___ Page

C’est l’automne, l’hiver approche et l’inventivité de Merlin Labron-Johnson s’aiguise dans son antre « farm to table » à Bruton, charmante petite bourgade du Somerset (sud-ouest de l’Angleterre). Les convives se délectent des légumes d’hiver, les moins glamour dit le chef (betteraves, choux kale, blette, etc…) qui poussent près du restaurant. 
Si ce n’était pas encore l’hiver, le froid mordait déjà, début novembre. Mais le thé champignon à l’ail réchauffe le cœur en même temps qu’il stimule la convoitise d’un menu imposé en six ou neuf temps. Le champignon à la manière d’une huître figure une grande réussite, à l’intérieur duquel tonnent les saveurs et textures (graine de sarrasin pour le croquant, jus très concentré).

______
___ Extraits des données

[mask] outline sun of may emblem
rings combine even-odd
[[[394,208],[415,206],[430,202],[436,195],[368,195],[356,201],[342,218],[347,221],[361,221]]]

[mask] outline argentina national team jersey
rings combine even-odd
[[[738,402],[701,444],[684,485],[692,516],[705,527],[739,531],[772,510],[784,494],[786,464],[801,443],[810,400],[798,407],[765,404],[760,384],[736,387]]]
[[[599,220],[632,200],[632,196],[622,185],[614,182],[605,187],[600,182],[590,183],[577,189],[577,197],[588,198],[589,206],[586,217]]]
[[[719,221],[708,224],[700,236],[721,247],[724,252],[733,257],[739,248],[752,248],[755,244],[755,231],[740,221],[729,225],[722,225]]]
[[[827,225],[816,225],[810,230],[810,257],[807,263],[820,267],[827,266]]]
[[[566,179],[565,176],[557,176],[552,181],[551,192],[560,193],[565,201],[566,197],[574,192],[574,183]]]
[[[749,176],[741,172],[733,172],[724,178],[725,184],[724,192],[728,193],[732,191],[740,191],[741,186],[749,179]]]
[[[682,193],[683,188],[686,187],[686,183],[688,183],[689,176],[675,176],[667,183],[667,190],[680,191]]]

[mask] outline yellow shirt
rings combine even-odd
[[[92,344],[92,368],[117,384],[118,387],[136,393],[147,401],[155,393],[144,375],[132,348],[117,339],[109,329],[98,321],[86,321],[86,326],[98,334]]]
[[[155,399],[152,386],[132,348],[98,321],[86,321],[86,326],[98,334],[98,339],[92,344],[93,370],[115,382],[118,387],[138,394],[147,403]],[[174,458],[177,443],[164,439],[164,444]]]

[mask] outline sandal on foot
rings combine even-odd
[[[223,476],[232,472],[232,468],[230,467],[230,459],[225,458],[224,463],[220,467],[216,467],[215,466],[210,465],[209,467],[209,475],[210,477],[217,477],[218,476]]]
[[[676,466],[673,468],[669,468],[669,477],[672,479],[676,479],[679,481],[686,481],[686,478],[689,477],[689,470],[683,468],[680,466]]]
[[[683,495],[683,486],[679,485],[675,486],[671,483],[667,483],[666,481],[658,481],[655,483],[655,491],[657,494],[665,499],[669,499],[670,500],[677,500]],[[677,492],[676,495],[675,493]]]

______

__Consigne__. Écrivez la suite du texte sur le restaurant de Merlin Labron-Johnson à Bruton, en commençant juste après sa dernière phrase.

__Réponse__.
L’épure de l’assiette (tel cet œuf sur le plat, au jaune vraiment jaune, servi sur un ravioli potimarron) rencontre celle du cadre et les vins recèlent de très, très belles découvertes. Le topinambour n’est pas seulement un légume, il donne la couleur au sorbet, qui habille le dessert caramel et marc de café. C’est l’automne, c’est l’hiver, mais fleure un petit parfum d’été.

Osip1 High St, Bruton BA10 0AB 
01749 813322
Fermeture : lundi-mercredi
Menus : 55 – 105 € (sans alcool).  

 

Entretien avec Merlin Labron-Johnson

Je suis guidé par la liberté
et la spontanéité de la nature »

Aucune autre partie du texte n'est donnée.